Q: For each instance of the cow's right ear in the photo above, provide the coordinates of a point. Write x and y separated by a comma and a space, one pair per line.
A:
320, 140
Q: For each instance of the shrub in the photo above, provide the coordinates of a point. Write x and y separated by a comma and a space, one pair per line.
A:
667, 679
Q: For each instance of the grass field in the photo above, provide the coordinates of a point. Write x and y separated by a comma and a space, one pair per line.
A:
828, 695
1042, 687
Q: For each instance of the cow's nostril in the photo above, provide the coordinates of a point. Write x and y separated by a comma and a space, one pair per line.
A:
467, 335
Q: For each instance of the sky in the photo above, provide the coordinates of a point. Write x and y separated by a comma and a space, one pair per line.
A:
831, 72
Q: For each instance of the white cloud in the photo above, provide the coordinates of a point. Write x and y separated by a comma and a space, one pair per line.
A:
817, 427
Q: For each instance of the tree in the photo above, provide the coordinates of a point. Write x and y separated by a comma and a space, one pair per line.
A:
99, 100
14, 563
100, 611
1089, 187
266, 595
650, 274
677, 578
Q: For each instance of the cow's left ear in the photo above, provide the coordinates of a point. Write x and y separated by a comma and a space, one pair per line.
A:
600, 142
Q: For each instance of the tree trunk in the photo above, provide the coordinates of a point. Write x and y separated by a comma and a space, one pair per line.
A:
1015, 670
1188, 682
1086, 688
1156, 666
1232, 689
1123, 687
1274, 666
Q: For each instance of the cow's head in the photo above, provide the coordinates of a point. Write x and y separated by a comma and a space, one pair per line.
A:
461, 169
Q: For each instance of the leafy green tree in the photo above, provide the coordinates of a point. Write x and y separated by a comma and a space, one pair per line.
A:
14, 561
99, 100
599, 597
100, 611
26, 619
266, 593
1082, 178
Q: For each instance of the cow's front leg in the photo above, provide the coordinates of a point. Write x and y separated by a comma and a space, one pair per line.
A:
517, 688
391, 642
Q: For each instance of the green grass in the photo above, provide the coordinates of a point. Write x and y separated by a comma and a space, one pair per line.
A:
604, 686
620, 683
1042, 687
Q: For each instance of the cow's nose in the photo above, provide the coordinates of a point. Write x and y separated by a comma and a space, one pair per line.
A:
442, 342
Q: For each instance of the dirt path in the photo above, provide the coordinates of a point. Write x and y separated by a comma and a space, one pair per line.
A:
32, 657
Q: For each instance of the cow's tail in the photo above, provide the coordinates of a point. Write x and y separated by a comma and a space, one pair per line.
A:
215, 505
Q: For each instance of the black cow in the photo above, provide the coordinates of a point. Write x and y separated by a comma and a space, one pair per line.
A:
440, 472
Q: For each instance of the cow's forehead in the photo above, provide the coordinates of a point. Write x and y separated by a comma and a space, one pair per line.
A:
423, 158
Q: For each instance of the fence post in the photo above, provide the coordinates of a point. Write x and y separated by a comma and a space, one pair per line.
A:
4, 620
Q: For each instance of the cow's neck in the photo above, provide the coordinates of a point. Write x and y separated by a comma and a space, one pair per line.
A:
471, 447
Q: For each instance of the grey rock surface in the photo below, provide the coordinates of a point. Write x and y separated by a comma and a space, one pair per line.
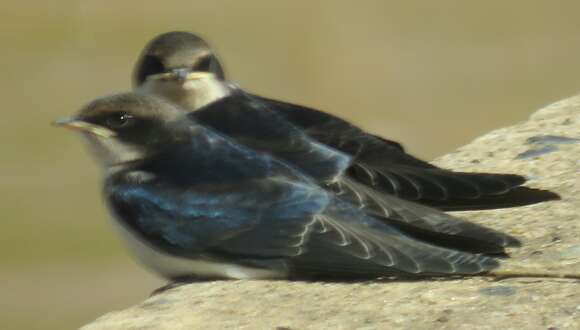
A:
550, 233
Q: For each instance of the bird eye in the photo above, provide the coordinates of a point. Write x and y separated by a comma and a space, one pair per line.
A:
119, 120
148, 66
203, 64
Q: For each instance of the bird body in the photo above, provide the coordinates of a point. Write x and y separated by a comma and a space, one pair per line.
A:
192, 202
186, 63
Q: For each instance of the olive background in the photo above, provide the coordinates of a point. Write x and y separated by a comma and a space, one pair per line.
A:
433, 75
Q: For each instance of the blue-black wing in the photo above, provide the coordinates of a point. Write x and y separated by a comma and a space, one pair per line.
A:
273, 219
265, 210
385, 166
248, 122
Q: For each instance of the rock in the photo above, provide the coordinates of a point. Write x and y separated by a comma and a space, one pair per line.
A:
550, 233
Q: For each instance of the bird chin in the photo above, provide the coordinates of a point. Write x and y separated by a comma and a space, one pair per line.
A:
111, 152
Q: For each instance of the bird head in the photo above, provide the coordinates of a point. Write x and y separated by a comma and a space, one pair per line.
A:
128, 127
177, 55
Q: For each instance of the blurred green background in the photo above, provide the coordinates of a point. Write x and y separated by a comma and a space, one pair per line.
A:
433, 75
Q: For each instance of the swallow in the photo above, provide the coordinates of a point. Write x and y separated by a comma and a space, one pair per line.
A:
189, 201
181, 67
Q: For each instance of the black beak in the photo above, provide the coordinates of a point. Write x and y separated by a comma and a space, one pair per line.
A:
181, 73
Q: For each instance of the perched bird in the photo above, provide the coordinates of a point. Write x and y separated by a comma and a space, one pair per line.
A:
192, 202
181, 67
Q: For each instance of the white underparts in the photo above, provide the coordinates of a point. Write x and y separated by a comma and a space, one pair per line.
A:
170, 266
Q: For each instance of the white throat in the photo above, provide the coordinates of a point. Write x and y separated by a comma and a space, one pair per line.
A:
192, 94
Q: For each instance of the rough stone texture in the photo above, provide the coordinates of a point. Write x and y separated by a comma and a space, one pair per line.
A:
550, 233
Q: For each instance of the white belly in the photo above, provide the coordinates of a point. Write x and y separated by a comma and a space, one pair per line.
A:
170, 266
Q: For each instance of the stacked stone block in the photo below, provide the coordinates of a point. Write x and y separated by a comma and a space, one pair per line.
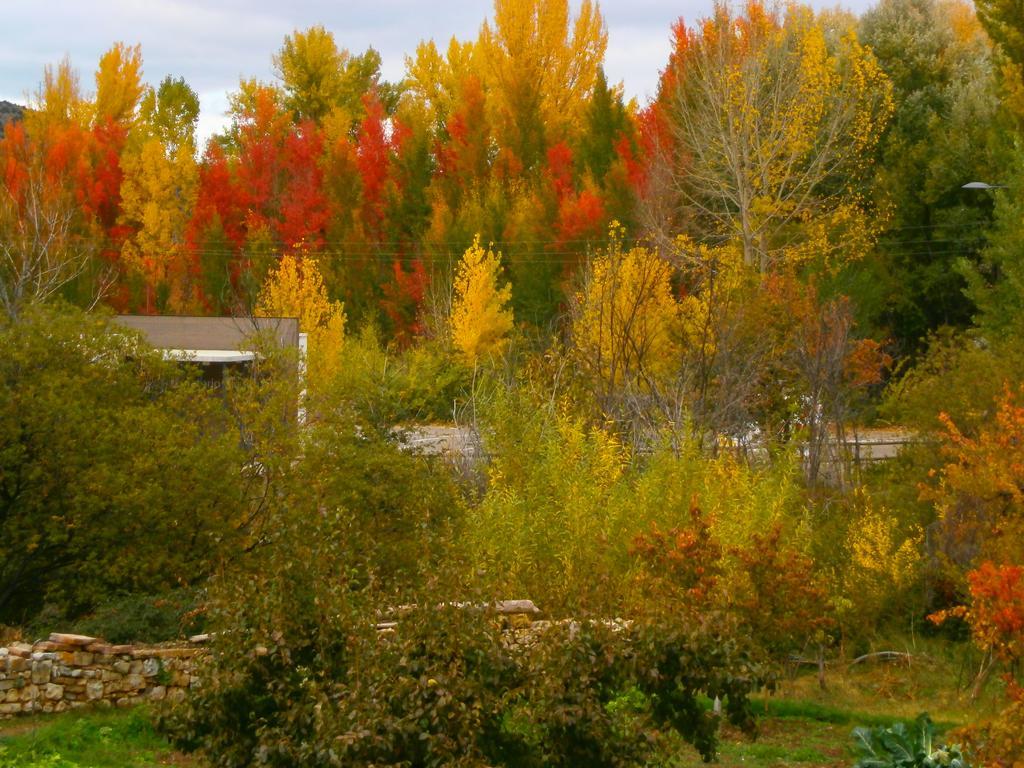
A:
72, 671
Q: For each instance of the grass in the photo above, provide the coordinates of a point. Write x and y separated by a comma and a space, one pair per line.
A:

*Work required:*
Copy the entries exactly. Leave out the images.

*Reply:*
Q: For each instance of the cow's right ear in the photo above, provide the coordinates of a point. Write x and y separated by a comma and a space, one pair per line.
A:
320, 140
Q: For each instance of the shrub in the photo above, provide the coordinates of a point. Write x and y separated by a comma and a space, one pair per line.
A:
667, 679
Q: For each instance of the grass field in the photo above, provide the coordinates of a point. Write x and y separated by a comma and a space, one pair per line.
A:
828, 695
1042, 687
Q: For each instance of the cow's nostril in the photo above, provide the coordinates of a point. Write x and y separated by a comma and a space, one pair per line.
A:
467, 335
Q: For each instance of the sky in the photo above, provide the coordinates of a point. Write x and y separated by a comma and a space, one pair per line.
A:
831, 72
Q: For each instance of the white cloud in the photo above, provide the coordinates of a point. Write x and y separated by a comma and a space, one pair per line.
A:
817, 427
Q: For each instance of the tree in the photo above, provide the coordinates of a point. Write x and y separated by a comma and a space, one pair per line.
A:
99, 100
14, 563
100, 611
1089, 187
266, 595
650, 274
677, 578
Q: For each instance of the cow's left ear in the photo above, provide the coordinates of a point. Write x and y separated by a comma and a space, one pair per line.
A:
600, 142
Q: For each instance of the tree trunk in the photo above, provide the coordinates of a point. Write x and y separated by a comma and a space, one pair per line.
A:
1015, 670
1188, 682
1086, 688
1156, 666
1232, 689
1123, 687
1274, 666
Q: For each instance of the cow's head in the photo above, provide the coordinates of a point. Write x and y separated by a comma and a space, one pair per line.
A:
461, 169
Q: For each instance of the leafy green tree in the photo above, provide the coordinates of a point. Write x and y separated by a comma and a space, one pair per line.
A:
14, 561
99, 100
599, 597
100, 611
26, 619
266, 593
1082, 178
Q: For each instance of the cow's front leg in the photo above, provide the coordinates of a point. Write x and y separated by a comma and a space, one pair per line.
A:
517, 688
391, 642
Q: For each instance of the green grass in the photo above, provide the coordinates of a point. Write x and y separated by a comma and a space, one pair per line.
A:
604, 686
620, 683
1042, 687
Q: For each instance of the cow's nose in the photo above, provide the coordinates of a point. Write x and y separated by a comma and a space, one pair per line.
A:
442, 342
Q: For each instance of the dirt path in the photo above, provide the coordinates of a point. Write x and y separated by a comma and a space, one pair per line.
A:
32, 657
Q: For each instance of the cow's tail in the photo above, provide the coordinates of a point. Write x and y separated by a comma and a space, one pair per line.
A:
215, 505
Q: For each instance of the black cow in the photo above, provide the coordinates of a point. Write x and y separated by a comma and a space, one pair per line.
A:
440, 472
Q: For each instance of the cow's forehead in the photo above, provide the coordinates of a point. Write x and y separated by a comma and a space, one pair per line.
A:
423, 158
Q: For each instance of the fence post in the photo above, provide the coordinates of a point. Write x and y separated by a comma and a space, one pair per line.
A:
4, 620
Q: For each instance of the cow's neck in the photo above, provide the coordinates of a point. Write x and y separated by a comma and a space, one pair per line.
A:
471, 447
Q: For each instance of the grey rock surface in the photo below, provide the coordinates of a point. Write x and y separated by a comma and a space, one pair per line.
A:
550, 233
Q: For each instance of the bird eye in the photo above, provide the coordinates of a point. Write x and y separated by a comma and a space, one pair per line.
A:
119, 120
148, 66
203, 64
Q: For each instance of the bird body in the photo above, provide the coordinates of a point. Write x and y separated by a comma and a space, one pair per line.
A:
192, 202
186, 63
Q: For each instance of the olive background in the photo above, provide the coordinates of a point. Write x and y separated by a comma and a space, one pair per line.
A:
433, 75
Q: For each instance of the blue-black wing in the photo above, provide the coordinates of a point. Write x and y separated by a comma and a space, one pair per line.
A:
273, 219
265, 210
385, 166
248, 122
Q: For each instance of the rock in the photo above, provide the coordinates of a point. Write x and y separated by a comma and a space, one pair per line.
A:
550, 233
Q: For each instance of the bird chin in the photo above, provide the coordinates of a point. Write x and y separated by a comma and a space, one pair per line.
A:
111, 152
Q: For each instance of the bird head in the photo above, provide the coordinates of a point. Write x and y separated by a comma and a space, one pair per line.
A:
128, 127
177, 55
Q: For each instance of the blurred green background in the photo above, provide the coordinates of a point. Write x and y separated by a comma and a space, one pair per line.
A:
433, 75
Q: For each instance of the swallow in the photo above, provide the coordinates of a point. Write x and y separated by a comma and a space, one pair per line.
A:
189, 201
181, 67
Q: For each instance of the black beak in the photo above, provide the coordinates of a point. Write x and y separated by a comma and a space, one pair per line.
A:
181, 73
Q: For each instance of the perched bird in the photo above, provide the coordinates of a point. Write x and y separated by a comma and a space, one pair per line.
A:
192, 202
181, 67
Q: For each instance of the white underparts in the photo above, provide the coordinates of a point. Write x and y separated by a comma and a space, one pair per line.
A:
170, 266
Q: For each instance of the white throat in the photo above, provide the coordinates of a point. Write x and y separated by a comma and a space, one pair per line.
A:
192, 94
Q: For each instance of the rough stone texture in the photo above, provide the coordinates of a point. Write x and y separated by a comma and a space, one pair per line.
A:
550, 233
Q: For each instance of the white belly in the photo above, provide the coordinates of a point. Write x and y separated by a comma and a space, one pair per line.
A:
170, 266
Q: For each instance of the stacked stone block in the photo below, provide the coordinates of a point. Write x and y separated by a comma and a space, one pair per line.
A:
72, 671
Q: For each instance of the grass in the photo above, provide the coordinates of a point. Write x and y separated by a comma and a space, one pair per line.
A:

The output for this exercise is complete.